> [PROBLEM REQUIREMENTS]:
Repeat, word for word, the line with "the green vegetation" and each one after it to the end. No picture goes into the copy.

> [GIVEN INFORMATION]:
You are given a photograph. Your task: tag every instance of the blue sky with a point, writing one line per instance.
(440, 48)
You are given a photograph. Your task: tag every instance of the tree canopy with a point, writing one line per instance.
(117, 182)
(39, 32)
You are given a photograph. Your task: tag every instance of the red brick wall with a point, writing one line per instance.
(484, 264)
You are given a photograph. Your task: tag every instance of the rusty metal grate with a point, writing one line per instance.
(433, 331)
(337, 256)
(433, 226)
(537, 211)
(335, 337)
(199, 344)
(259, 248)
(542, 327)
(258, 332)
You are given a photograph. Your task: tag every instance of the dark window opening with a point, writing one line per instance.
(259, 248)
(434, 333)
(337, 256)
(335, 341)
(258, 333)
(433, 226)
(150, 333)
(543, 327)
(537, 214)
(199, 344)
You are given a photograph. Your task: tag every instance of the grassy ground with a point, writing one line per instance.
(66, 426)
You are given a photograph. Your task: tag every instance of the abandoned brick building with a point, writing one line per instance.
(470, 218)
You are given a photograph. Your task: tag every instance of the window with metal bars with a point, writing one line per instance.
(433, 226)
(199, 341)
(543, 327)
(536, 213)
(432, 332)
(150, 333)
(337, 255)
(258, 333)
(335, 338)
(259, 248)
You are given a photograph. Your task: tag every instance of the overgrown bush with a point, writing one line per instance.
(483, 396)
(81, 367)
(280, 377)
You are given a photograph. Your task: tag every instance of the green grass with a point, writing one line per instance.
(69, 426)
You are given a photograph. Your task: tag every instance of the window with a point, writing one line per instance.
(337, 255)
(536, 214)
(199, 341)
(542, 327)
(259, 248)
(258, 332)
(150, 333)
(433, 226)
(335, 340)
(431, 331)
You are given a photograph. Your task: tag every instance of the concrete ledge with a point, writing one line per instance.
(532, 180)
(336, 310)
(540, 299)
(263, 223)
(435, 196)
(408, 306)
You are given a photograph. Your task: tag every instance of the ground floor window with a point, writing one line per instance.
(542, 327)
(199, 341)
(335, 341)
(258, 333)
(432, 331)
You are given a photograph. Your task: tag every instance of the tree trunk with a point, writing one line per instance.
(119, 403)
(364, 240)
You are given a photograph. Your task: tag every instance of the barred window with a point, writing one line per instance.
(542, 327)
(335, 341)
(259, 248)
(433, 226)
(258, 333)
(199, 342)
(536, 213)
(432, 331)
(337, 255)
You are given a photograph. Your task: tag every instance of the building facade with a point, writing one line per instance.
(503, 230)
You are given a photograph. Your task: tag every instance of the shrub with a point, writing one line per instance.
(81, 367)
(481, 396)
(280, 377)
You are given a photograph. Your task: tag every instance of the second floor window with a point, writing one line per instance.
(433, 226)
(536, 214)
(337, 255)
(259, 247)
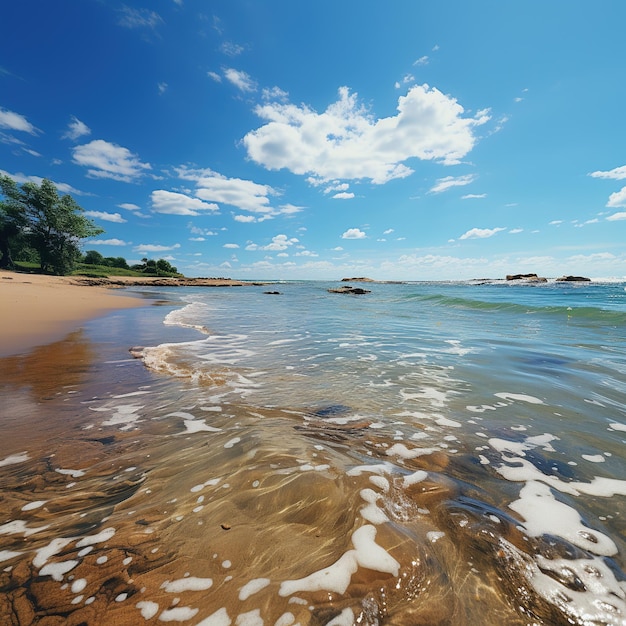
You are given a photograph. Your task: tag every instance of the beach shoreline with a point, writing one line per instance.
(37, 309)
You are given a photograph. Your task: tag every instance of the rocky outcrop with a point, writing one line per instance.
(348, 289)
(531, 278)
(573, 279)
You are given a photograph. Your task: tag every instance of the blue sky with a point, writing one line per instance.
(278, 139)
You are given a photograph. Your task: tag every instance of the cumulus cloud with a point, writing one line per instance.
(480, 233)
(471, 196)
(346, 142)
(145, 248)
(240, 79)
(139, 18)
(278, 244)
(108, 242)
(106, 217)
(15, 121)
(617, 173)
(108, 160)
(443, 184)
(243, 194)
(354, 233)
(76, 129)
(617, 199)
(172, 203)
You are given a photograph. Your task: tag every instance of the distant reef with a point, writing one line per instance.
(534, 278)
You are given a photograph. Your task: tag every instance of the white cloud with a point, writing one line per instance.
(76, 129)
(243, 194)
(471, 196)
(108, 242)
(353, 233)
(480, 233)
(443, 184)
(15, 121)
(173, 203)
(106, 217)
(617, 173)
(231, 49)
(108, 160)
(617, 199)
(240, 79)
(144, 248)
(139, 18)
(346, 142)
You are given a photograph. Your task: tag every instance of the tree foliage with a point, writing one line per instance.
(51, 224)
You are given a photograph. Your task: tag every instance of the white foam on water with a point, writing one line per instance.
(252, 587)
(14, 458)
(519, 397)
(54, 547)
(147, 609)
(100, 537)
(525, 471)
(613, 426)
(399, 449)
(124, 415)
(336, 577)
(72, 473)
(197, 426)
(219, 618)
(58, 570)
(543, 514)
(600, 600)
(18, 526)
(345, 618)
(286, 619)
(178, 614)
(593, 458)
(415, 477)
(6, 555)
(190, 583)
(433, 535)
(251, 618)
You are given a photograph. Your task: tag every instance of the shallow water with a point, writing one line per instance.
(424, 454)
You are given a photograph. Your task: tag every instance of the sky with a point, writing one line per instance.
(284, 139)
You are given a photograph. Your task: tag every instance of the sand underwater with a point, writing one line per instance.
(425, 454)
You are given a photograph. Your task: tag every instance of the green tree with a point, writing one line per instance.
(55, 226)
(13, 220)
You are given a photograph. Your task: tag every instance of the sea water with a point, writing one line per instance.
(426, 453)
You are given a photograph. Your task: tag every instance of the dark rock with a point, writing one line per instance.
(348, 289)
(531, 278)
(573, 279)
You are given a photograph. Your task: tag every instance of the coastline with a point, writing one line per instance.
(37, 309)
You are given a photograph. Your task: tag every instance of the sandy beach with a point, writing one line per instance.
(37, 309)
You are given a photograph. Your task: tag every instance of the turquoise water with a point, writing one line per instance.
(427, 453)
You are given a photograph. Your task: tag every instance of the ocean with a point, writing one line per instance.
(426, 453)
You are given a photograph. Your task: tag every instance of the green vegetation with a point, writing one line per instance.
(42, 231)
(38, 224)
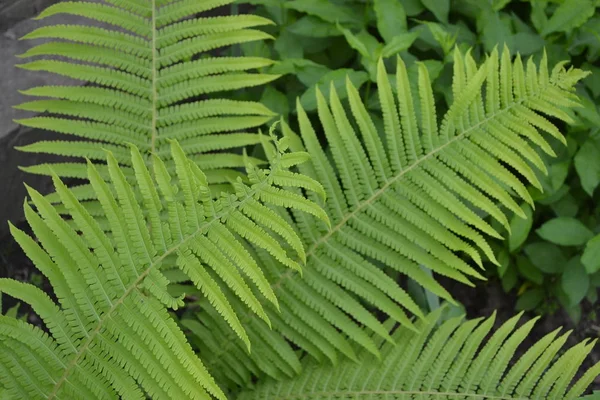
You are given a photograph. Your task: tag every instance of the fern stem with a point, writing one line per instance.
(201, 229)
(369, 393)
(154, 79)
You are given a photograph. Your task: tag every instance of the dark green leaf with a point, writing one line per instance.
(399, 43)
(527, 43)
(546, 256)
(313, 27)
(530, 299)
(565, 231)
(326, 10)
(587, 164)
(575, 281)
(570, 14)
(391, 18)
(439, 8)
(591, 255)
(529, 271)
(276, 101)
(520, 228)
(509, 279)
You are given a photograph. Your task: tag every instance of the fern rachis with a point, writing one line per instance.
(395, 205)
(145, 85)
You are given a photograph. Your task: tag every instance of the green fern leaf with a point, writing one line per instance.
(428, 365)
(110, 336)
(149, 79)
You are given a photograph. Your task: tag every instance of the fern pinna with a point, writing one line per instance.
(152, 75)
(407, 200)
(110, 333)
(446, 360)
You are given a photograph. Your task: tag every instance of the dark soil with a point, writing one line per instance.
(480, 301)
(485, 298)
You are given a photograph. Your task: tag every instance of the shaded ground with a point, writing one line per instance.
(487, 297)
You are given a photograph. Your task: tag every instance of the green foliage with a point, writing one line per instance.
(110, 334)
(446, 360)
(393, 178)
(153, 75)
(397, 187)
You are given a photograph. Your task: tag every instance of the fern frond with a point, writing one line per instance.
(407, 201)
(151, 76)
(110, 335)
(447, 360)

> [SOLUTION FOR THIS TASK]:
You are given a photograph. Your task: tag every instance of the green vegetation with a point, writing one line per instance.
(42, 231)
(38, 224)
You are given a photograph. Your task: tag every instance of the fern stem with a point, writing one line per instance.
(201, 229)
(369, 393)
(154, 79)
You are given a photograph. Your task: tag every instance of the dark green leaf with a point, writing one line per instance.
(399, 43)
(527, 43)
(546, 256)
(313, 27)
(530, 299)
(565, 231)
(326, 10)
(587, 164)
(575, 281)
(570, 14)
(391, 18)
(439, 8)
(591, 255)
(529, 271)
(276, 101)
(520, 228)
(509, 279)
You are given a photograph. Your task: tag every instance of the fern rachis with a point, writing one line per instance.
(395, 205)
(145, 85)
You are given a photograph. Your task: tag every instance of the green fern leaf with a point, writing one line per instance.
(428, 365)
(110, 336)
(149, 79)
You are given a photograph. Your task: tag every instance of the fern pinna with a point, writing one line per instance.
(152, 75)
(407, 200)
(110, 333)
(446, 360)
You are given a photograph. Your task: tag every instance of the dark soil with a point, writing one line per instance.
(480, 301)
(485, 298)
You are given a photograph. Your task: tag every instance of the shaded ground with a point, writing one line per instance.
(487, 297)
You are given a photograph. Your task: tag every instance of the green foliage with a point, writing one line per instance.
(110, 334)
(446, 360)
(393, 178)
(153, 75)
(397, 187)
You are given a photograph. Your task: tag every instance of the fern frond with a point, writing one line per instance.
(407, 201)
(151, 76)
(110, 335)
(447, 360)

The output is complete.